What this exercise asks.
1) Please decide whether each statement below agrees with the Kool-Aid McKinstry article. Answer yes or no for (a), (b) and (c), and quote the deciding words of the article. (a) McKinstry attended high school in Birmingham. (b) He was the 41st overall pick in the 2024 NFL draft. (c) He returned both of his senior-year interceptions for touchdowns.
2) According to the Kool-Aid McKinstry article, how many receiving yards did McKinstry have on offense in his senior high school season?
3) Carry on the Kool-Aid McKinstry article from its last sentence.

Text under study.
----

No. 1 – New Orleans Saints
- Position: Cornerback
- Roster status: Active

Personal information
- Born: September 30, 2002 (age 23) Birmingham, Alabama, U.S.
- Listed height: 5 ft 11 in (1.80 m)
- Listed weight: 199 lb (90 kg)

Career information
- High school: Pinson Valley (Pinson, Alabama)
- College: Alabama (2021–2023)
- NFL draft: 2024: 2nd round, 41st overall pick

Career history
- New Orleans Saints (2024–present);

Awards and highlights
- First-team All-American (2023); 2× first-team All-SEC (2022, 2023);

Career NFL statistics as of 2025
- Total tackles: 118
- Pass deflections: 23
- Interceptions: 3
- Stats at Pro Football Reference

= Kool-Aid McKinstry =

American football player (born 2002)

Ga'Quincy "Kool-Aid" McKinstry (born September 30, 2002) is an American professional football cornerback for the New Orleans Saints of the National Football League (NFL). He was named the 2021 USA Today High School Football Defensive Player of the Year before playing college football for the Alabama Crimson Tide, where he was named an All-American in 2023.

==Early life==
McKinstry grew up in Birmingham, Alabama and attended Pinson Valley High School in Pinson, Alabama. He was named Alabama Mr. Football as a senior after breaking up 12 passes with two interceptions, both of which he returned for touchdowns, on defense and catching 45 passes for 706 yards and 11 touchdowns on offense. He was named the USA Today Defensive Player of the Year as a senior. McKinstry was rated a five-star recruit and committed to play college football at Alabama.

----

Supplied records.
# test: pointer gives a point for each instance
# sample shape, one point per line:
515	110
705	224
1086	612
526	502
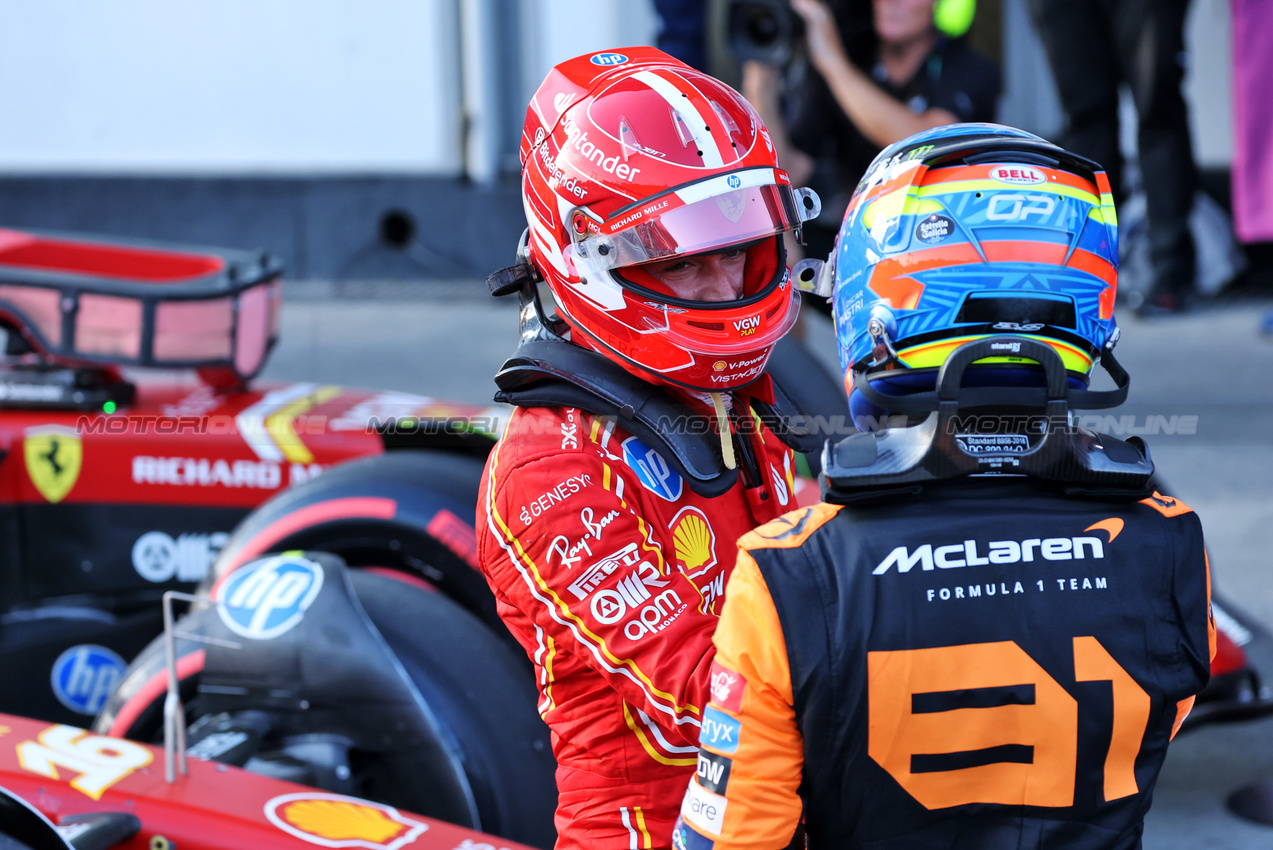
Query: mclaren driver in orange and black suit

----

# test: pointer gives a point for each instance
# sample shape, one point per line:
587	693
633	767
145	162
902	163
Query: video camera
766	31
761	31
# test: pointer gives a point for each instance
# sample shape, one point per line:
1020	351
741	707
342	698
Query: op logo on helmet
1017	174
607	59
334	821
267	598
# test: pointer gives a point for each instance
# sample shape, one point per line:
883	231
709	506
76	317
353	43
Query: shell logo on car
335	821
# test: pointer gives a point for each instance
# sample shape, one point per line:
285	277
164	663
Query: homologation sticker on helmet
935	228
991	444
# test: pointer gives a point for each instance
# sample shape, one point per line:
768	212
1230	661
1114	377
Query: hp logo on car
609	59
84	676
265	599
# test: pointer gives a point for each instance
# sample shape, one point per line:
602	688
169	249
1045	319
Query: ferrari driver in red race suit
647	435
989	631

----

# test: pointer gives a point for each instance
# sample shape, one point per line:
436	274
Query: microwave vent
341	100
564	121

----

Results.
1)
(a) No: "attended Pinson Valley High School in Pinson, Alabama"
(b) Yes: "2024: 2nd round, 41st overall pick"
(c) Yes: "both of which he returned for touchdowns"

2) 706 yards.

3)
==College career==
McKinstry played college football at Alabama from 2021 to 2023. McKinstry played in every game, and was named to the Southeastern Conference (SEC) All-Freshman team, making 25 tackles with a sack and one interception. He led the SEC in passes defended in the 2022 season with 15. He was named as a first team All-American by the Associated Press for the 2023 season. He declared for the 2024 NFL draft following the 2023 season in which he was named first-team All-American.
==Professional career==

On March 1, 2024, it was revealed that McKinstry was diagnosed with a fracture in his right foot, preventing him from taking part at the Combine, but he later stated that he would still participate in the Pro Day activities.
McKinstry was selected in the second round by the New Orleans Saints with the 41st pick in the 2024 NFL draft.

In Week 5 of the 2025 season, McKinstry had four tackles, three passes defensed and two interceptions in a 26–14 win over the New York Giants, earning NFC Defensive Player of the Week.

Pre-draft measurables
| Height | Weight | Arm length | Hand span | Wingspan | 40-yard dash | 10-yard split | 20-yard split | Vertical jump | Broad jump |
| 5 ft 11+1⁄2 in (1.82 m) | 199 lb (90 kg) | 32 in (0.81 m) | 8+1⁄2 in (0.22 m) | 6 ft 3+7⁄8 in (1.93 m) | 4.47 s | 1.44 s | 2.72 s | 34.5 in (0.88 m) | 10 ft 1 in (3.07 m) |
All values from NFL Combine/Pro Day

== NFL career statistics ==

Legend
| Bold | Career high |

=== Regular season ===

Year: Team; Games; Tackles; Interceptions; Fumbles
GP: GS; Cmb; Solo; Ast; Sck; TFL; PD; Int; Yds; Lng; TD; FF; FR; Yds; TD
2024: NO; 15; 9; 42; 32; 10; 0.0; 2; 6; 0; 0; 0; 0; 0; 0; 0; 0
2025: NO; 17; 17; 76; 59; 17; 0.0; 3; 17; 3; 0; 0; 0; 0; 0; 0; 0
Total: 32; 26; 118; 91; 27; 0.0; 5; 23; 3; 0; 0; 0; 0; 0; 0; 0

==Personal life==
McKinstry was nicknamed "Kool-Aid" by his grandmother as a baby because his smile reminded her of the Kool-Aid Man. He signed a Name, Image and Likeness (NIL) deal with Kool-Aid as a freshman at Alabama.